§ Data supplied
——

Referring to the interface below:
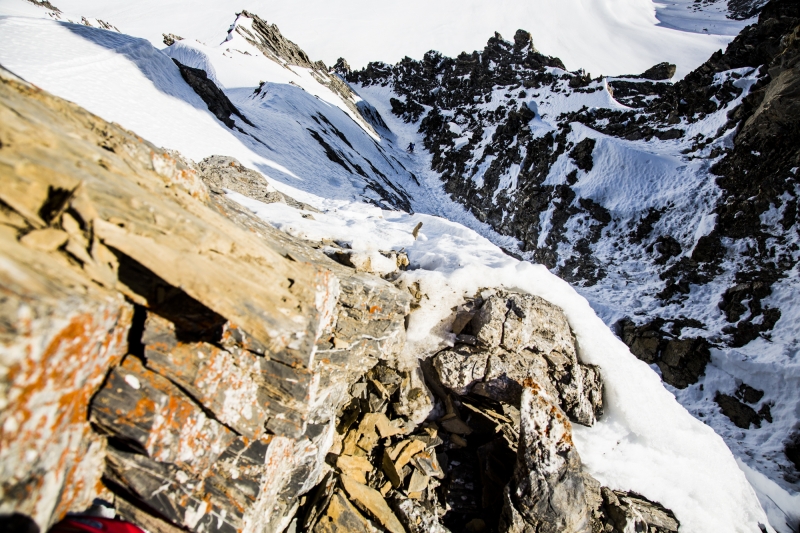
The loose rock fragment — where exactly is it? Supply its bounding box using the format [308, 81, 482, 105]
[340, 475, 405, 533]
[313, 490, 370, 533]
[501, 381, 591, 533]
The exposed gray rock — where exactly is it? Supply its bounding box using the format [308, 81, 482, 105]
[161, 33, 183, 46]
[390, 498, 450, 533]
[601, 487, 680, 533]
[235, 11, 388, 139]
[638, 63, 678, 80]
[433, 292, 603, 426]
[172, 59, 253, 129]
[197, 155, 319, 213]
[500, 380, 591, 533]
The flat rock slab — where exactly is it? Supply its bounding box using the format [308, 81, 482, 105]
[340, 475, 405, 533]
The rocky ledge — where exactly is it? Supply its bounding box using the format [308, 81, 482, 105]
[0, 64, 679, 533]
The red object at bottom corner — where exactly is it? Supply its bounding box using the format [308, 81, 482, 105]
[49, 516, 145, 533]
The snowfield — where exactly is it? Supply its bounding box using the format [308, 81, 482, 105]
[0, 0, 747, 78]
[0, 0, 797, 533]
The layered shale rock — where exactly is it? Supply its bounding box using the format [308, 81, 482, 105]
[352, 0, 800, 489]
[231, 11, 386, 136]
[0, 66, 410, 531]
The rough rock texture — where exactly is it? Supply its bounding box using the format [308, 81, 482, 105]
[638, 63, 677, 81]
[0, 63, 410, 532]
[197, 155, 319, 213]
[352, 0, 800, 488]
[433, 292, 603, 426]
[0, 228, 133, 529]
[500, 380, 591, 533]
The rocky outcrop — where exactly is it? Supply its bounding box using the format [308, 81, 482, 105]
[500, 380, 591, 533]
[638, 63, 677, 81]
[433, 292, 603, 426]
[172, 59, 253, 129]
[0, 23, 680, 533]
[0, 66, 410, 531]
[231, 11, 385, 138]
[347, 0, 800, 483]
[197, 155, 319, 213]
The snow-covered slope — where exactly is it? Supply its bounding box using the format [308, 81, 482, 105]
[0, 0, 744, 77]
[349, 2, 800, 531]
[0, 4, 780, 532]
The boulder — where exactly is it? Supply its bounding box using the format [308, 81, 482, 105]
[0, 231, 133, 531]
[0, 64, 412, 531]
[500, 380, 591, 533]
[433, 292, 603, 426]
[636, 62, 678, 81]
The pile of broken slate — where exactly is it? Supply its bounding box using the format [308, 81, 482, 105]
[294, 290, 679, 533]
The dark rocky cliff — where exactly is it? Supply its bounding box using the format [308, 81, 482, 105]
[347, 0, 800, 494]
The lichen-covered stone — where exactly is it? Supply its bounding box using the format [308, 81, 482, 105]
[0, 227, 133, 530]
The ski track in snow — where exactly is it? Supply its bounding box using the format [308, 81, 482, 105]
[0, 0, 800, 532]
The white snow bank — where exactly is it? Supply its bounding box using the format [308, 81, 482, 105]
[229, 193, 767, 533]
[0, 0, 745, 77]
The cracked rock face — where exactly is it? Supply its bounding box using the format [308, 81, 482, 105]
[500, 380, 591, 533]
[433, 292, 603, 426]
[354, 0, 800, 489]
[0, 64, 406, 532]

——

§ Task prompt
Rewrite all the lines of the material above as a numbered list, skipping blank lines and leaving out the pictures.

§ Task solution
1. Referring to the interface below:
2. The loose rock fragment — where exactly is it? Supply its bounding box using the format [308, 81, 482, 105]
3. [340, 475, 405, 533]
4. [313, 490, 370, 533]
5. [501, 381, 591, 533]
6. The exposed gray rock — where exactly is it? Supply its bounding box using the format [308, 81, 482, 105]
7. [161, 33, 183, 46]
8. [390, 498, 450, 533]
9. [601, 487, 680, 533]
10. [235, 11, 388, 139]
11. [638, 63, 678, 80]
12. [433, 292, 603, 426]
13. [172, 59, 253, 129]
14. [197, 155, 319, 213]
15. [500, 380, 591, 533]
16. The flat rock slab — where exactly is it? Supply its bounding box using the format [308, 81, 482, 105]
17. [340, 475, 405, 533]
18. The rocky ledge — where exactly is it? Supply its bounding box using the format [308, 81, 482, 105]
19. [0, 64, 679, 533]
20. The red object at bottom corner — where exactly is it? Supply its bounding box using the format [308, 81, 482, 105]
21. [49, 516, 145, 533]
22. The snowfield — where exactly is it? Supply its bounding box using the format [308, 81, 482, 105]
23. [0, 0, 747, 78]
24. [0, 0, 797, 533]
25. The layered shale rock — where exactly is it? Supply its bounding box using the format [308, 81, 482, 105]
26. [352, 0, 800, 489]
27. [231, 11, 386, 136]
28. [0, 66, 410, 531]
29. The rough rock texture — where exactly is it? Supply its bounding box using the format [308, 81, 482, 105]
30. [638, 63, 677, 81]
31. [0, 63, 410, 532]
32. [197, 155, 319, 213]
33. [352, 0, 800, 488]
34. [433, 292, 603, 426]
35. [0, 228, 133, 529]
36. [500, 380, 591, 533]
37. The rocky outcrop — where exactly is it? Supply its bounding box using the format [308, 81, 482, 105]
38. [500, 380, 591, 533]
39. [638, 63, 677, 81]
40. [433, 292, 603, 426]
41. [172, 59, 253, 129]
42. [0, 23, 680, 533]
43. [0, 66, 410, 531]
44. [231, 11, 385, 138]
45. [347, 0, 800, 483]
46. [197, 155, 319, 213]
47. The snow-covered slope — where exactly is it? Supply its bounding box using the format [308, 81, 482, 105]
48. [0, 0, 744, 77]
49. [349, 2, 800, 531]
50. [0, 4, 780, 532]
51. The boulder — where exactly is it? Supply its bounding box using the format [308, 81, 482, 105]
52. [0, 231, 133, 531]
53. [0, 64, 412, 531]
54. [500, 380, 591, 533]
55. [433, 292, 603, 426]
56. [636, 62, 678, 81]
57. The pile of broken slate — where exactly is it? Supply its bounding box using the format [308, 81, 482, 105]
58. [294, 290, 679, 533]
59. The dark rocky cliff — where exactly is it? Supply its bounding box using the format [308, 81, 482, 105]
60. [347, 0, 800, 494]
61. The lichen-covered stone — where exactly is it? Supply its bounding box using the format [308, 81, 482, 105]
62. [0, 227, 133, 530]
63. The ski track in snow — where exactly is it? Supply its bounding box using the format [308, 81, 482, 105]
64. [0, 0, 800, 532]
65. The white snow bank — where exactly is it? Supply its bounding box using the format [308, 81, 482, 105]
66. [229, 193, 767, 533]
67. [0, 0, 745, 77]
68. The cracked rock face — where exactly is it? Supply its bounding box using the format [308, 81, 482, 105]
69. [500, 380, 591, 533]
70. [433, 292, 603, 426]
71. [354, 0, 800, 489]
72. [0, 64, 406, 532]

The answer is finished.